Exercise requirements
The answer must be the full listing, retyped exactly.

** Opening Extracted material block **

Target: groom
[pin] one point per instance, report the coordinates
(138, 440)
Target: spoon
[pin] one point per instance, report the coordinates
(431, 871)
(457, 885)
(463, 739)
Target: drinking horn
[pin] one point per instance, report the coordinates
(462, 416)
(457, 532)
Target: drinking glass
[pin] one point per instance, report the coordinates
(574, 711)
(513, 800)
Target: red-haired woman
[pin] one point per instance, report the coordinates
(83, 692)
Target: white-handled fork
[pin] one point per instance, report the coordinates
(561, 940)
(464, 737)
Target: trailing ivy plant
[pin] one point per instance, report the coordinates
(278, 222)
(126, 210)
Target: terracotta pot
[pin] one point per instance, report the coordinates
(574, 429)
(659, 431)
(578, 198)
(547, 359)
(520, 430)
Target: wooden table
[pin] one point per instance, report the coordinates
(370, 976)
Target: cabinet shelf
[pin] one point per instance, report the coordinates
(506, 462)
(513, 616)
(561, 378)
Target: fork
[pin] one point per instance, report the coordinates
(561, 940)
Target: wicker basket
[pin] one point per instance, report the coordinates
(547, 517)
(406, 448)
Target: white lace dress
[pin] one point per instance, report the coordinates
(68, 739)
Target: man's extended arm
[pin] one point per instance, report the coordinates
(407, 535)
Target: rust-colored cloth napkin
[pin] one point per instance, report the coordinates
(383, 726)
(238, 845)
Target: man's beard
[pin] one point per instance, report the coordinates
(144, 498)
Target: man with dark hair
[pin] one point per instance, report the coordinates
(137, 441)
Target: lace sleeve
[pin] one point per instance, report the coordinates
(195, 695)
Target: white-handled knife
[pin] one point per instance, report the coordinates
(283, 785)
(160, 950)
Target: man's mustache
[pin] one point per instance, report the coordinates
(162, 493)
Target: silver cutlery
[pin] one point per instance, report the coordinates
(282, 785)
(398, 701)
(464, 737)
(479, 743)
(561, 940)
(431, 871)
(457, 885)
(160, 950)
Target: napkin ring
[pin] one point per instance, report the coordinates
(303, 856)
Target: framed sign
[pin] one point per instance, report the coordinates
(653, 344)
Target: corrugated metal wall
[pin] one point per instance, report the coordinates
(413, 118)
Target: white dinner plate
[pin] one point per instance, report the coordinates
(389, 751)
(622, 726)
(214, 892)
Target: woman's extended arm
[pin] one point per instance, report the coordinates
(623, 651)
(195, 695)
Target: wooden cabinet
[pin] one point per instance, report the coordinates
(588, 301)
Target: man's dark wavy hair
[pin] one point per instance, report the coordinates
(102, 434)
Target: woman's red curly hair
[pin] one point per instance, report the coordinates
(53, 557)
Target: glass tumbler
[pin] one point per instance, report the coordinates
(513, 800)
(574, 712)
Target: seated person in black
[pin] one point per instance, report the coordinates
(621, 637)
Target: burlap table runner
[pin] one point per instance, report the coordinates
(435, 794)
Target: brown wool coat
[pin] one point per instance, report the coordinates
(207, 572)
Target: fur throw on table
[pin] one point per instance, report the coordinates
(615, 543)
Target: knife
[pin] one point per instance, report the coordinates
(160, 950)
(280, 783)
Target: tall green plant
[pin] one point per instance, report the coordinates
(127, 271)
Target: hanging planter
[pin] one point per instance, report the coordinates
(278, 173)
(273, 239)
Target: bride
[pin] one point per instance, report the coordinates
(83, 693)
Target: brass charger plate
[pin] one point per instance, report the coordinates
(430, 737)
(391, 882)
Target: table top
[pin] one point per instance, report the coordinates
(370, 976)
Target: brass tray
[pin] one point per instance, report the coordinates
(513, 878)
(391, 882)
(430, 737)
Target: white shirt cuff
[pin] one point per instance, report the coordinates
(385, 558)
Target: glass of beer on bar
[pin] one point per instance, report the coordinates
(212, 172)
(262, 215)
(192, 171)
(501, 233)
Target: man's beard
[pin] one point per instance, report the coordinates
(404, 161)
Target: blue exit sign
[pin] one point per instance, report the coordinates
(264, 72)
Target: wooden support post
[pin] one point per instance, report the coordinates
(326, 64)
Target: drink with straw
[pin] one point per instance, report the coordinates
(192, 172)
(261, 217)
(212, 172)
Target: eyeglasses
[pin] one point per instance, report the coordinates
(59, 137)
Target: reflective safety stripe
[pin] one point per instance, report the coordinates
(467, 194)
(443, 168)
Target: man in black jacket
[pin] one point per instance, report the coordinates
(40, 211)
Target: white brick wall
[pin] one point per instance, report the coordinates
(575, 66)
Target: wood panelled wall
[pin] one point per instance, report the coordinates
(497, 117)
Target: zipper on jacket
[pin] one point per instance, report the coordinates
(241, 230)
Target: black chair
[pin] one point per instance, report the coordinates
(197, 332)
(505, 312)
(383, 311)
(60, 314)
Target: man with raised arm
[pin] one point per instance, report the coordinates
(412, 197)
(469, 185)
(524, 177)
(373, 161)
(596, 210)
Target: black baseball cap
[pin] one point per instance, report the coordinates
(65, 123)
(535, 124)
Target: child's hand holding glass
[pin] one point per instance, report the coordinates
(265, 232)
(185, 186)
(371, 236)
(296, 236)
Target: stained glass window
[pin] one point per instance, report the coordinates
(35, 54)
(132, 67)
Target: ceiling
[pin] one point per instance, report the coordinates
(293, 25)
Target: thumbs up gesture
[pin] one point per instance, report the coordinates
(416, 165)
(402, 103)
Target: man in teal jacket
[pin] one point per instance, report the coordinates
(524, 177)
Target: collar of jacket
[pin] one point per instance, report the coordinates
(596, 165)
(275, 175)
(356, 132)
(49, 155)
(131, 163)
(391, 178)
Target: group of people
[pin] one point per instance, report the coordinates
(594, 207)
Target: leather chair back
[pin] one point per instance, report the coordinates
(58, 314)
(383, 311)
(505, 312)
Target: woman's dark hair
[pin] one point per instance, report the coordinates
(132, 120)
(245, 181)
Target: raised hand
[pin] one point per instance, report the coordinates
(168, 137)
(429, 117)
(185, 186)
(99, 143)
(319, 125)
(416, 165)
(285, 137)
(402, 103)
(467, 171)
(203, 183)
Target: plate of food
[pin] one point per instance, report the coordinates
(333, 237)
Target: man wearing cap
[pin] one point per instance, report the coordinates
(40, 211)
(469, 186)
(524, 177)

** Closing Extracted material block **

Your response
Target: groom
[pin] one point per instance, report the coordinates
(138, 440)
Target: spoon
[pin] one point per instance, report the coordinates
(431, 871)
(457, 885)
(463, 739)
Target: drinking horn
[pin] one point per instance, report the coordinates
(462, 416)
(457, 532)
Target: drinking glass
[pin] one point per instance, report the coordinates
(574, 711)
(513, 800)
Target: red-haired woman
[pin] one point per instance, report the coordinates
(83, 692)
Target: white-handled fork
[pin] one point per instance, report the coordinates
(561, 940)
(464, 737)
Target: trailing ivy plant
[pin] one point per instance, report the coordinates
(278, 222)
(126, 210)
Target: terracotta pot
[pin] one point per instance, report the coordinates
(574, 429)
(659, 431)
(578, 198)
(547, 359)
(520, 430)
Target: wooden table
[pin] one point per instance, report the coordinates
(370, 976)
Target: cabinet shelf
[pin] one point per instance, report the coordinates
(506, 462)
(513, 616)
(561, 378)
Target: fork
[pin] one point per instance, report the coordinates
(561, 940)
Target: wicker basket
[pin] one point per instance, report the coordinates
(547, 517)
(406, 448)
Target: white lace dress
[pin] one point per instance, report the coordinates
(68, 739)
Target: man's extended arm
[pin] one point per instance, report the coordinates
(407, 535)
Target: rust-colored cloth napkin
[pin] one point per instance, report the coordinates
(383, 726)
(238, 845)
Target: man's beard
[pin] one point per instance, report the coordinates
(144, 498)
Target: man with dark hair
[pin] one point per instance, report the coordinates
(137, 441)
Target: lace sleeve
[pin] one point per instance, report the coordinates
(195, 695)
Target: white-handled knife
[pin] one point per instance, report the coordinates
(283, 785)
(160, 950)
Target: man's mustache
[pin] one point per instance, report the coordinates
(162, 493)
Target: silver cutlery
[pin] one point per instance, report the coordinates
(282, 785)
(398, 701)
(464, 737)
(479, 743)
(561, 940)
(431, 871)
(457, 885)
(160, 950)
Target: napkin ring
[pin] one point per instance, report the coordinates
(303, 856)
Target: framed sign
[pin] one point per instance, report the coordinates
(653, 344)
Target: corrugated metal wall
[pin] one point per instance, report the coordinates
(413, 118)
Target: white dinner plate
[pin] one point per instance, report the coordinates
(389, 751)
(622, 726)
(214, 892)
Target: woman's extended arm
[pin] one point per instance, report the coordinates
(623, 651)
(195, 695)
Target: wooden cabinet
[pin] one point per instance, report the coordinates
(588, 301)
Target: man's dark wavy hair
[pin] one point per instance, report the coordinates
(102, 434)
Target: woman's red curly hair
[pin] one point per instance, report the coordinates
(53, 557)
Target: glass tumbler
[pin] one point per instance, report the coordinates
(513, 800)
(574, 712)
Target: seated person in black
[pin] one point per instance, report the coordinates
(621, 637)
Target: burlap table runner
[pin] one point per instance, report the coordinates
(435, 794)
Target: brown wool coat
[pin] one point per instance, report the coordinates
(207, 572)
Target: fur throw on table
[pin] one point per instance, report the coordinates
(615, 543)
Target: knife
[pin] one point per instance, report the coordinates
(160, 950)
(280, 783)
Target: tall green plant
[pin] one point per instance, report the coordinates
(127, 271)
Target: hanging planter
[pin] one point per instance, report the coordinates
(278, 173)
(273, 239)
Target: bride
[pin] one point per instance, report the coordinates
(83, 693)
Target: brass charger plate
[pin] one point per instance, report the coordinates
(430, 737)
(391, 882)
Target: table top
[pin] one point per instance, report the coordinates
(370, 976)
Target: brass tray
[pin] one point per instance, report the coordinates
(513, 878)
(391, 882)
(430, 737)
Target: white shirt cuff
[pin] one point per instance, report the coordinates
(385, 558)
Target: glass of beer on bar
[pin] one point per instance, report the coordinates
(212, 172)
(262, 215)
(192, 171)
(501, 233)
Target: man's beard
[pin] one point per instance, report the coordinates
(404, 161)
Target: blue exit sign
[pin] one point per instance, report the coordinates
(264, 72)
Target: wooden support post
[pin] one point per instance, report the coordinates
(326, 64)
Target: drink with straw
[pin] one point per instance, report the coordinates
(192, 172)
(261, 217)
(212, 172)
Target: eyeglasses
[pin] one point per instance, report the coordinates
(59, 137)
Target: reflective safety stripe
[pin] one point per instance, report the coordinates
(467, 194)
(443, 168)
Target: man in black jacket
[pin] one point per instance, report the coordinates
(40, 211)
Target: white brick wall
[pin] one point per instance, report the coordinates
(575, 66)
Target: wood panelled wall
[pin] one point per instance, report the coordinates
(497, 117)
Target: zipper on jacket
[pin] one point per instance, report the coordinates
(241, 230)
Target: black chair
[pin] one point per instance, report the coordinates
(197, 332)
(505, 312)
(383, 311)
(60, 314)
Target: man with raised arm
[pin] one point per instance, report the coordinates
(412, 197)
(469, 185)
(524, 177)
(373, 161)
(596, 210)
Target: black baseball cap
[pin] one point per instance, report the coordinates
(65, 123)
(535, 124)
Target: child's hand holding glass
[pin] one point per instance, report the coordinates
(265, 232)
(185, 186)
(371, 236)
(296, 236)
Target: stained glass window
[pin] one point per instance, report the coordinates
(35, 54)
(132, 67)
Target: ceiling
[pin] one point per instance, report the coordinates
(293, 25)
Target: thumbs up gesture
[pin] one point per instance, report the coordinates
(416, 165)
(402, 103)
Target: man in teal jacket
[pin] one point per instance, report the coordinates
(524, 177)
Target: collar of jacket
[pin] one point per instance, report the coordinates
(596, 165)
(275, 175)
(356, 132)
(49, 155)
(131, 163)
(391, 178)
Target: group of people
[pin] one point per instance, report the coordinates
(594, 207)
Target: leather chair back
[pin] one point per instance, report the coordinates
(58, 314)
(383, 311)
(505, 312)
Target: woman's dark hair
[pin] one point per instance, report the coordinates
(132, 120)
(245, 181)
Target: raised hand
[pin] one point per instance, report the coordinates
(168, 137)
(429, 117)
(185, 186)
(99, 143)
(319, 125)
(416, 165)
(285, 137)
(402, 103)
(467, 171)
(203, 183)
Target: plate of food
[pin] one point per instance, report the coordinates
(333, 237)
Target: man wearing cap
[pin] one point per instance, report the coordinates
(40, 211)
(469, 186)
(524, 177)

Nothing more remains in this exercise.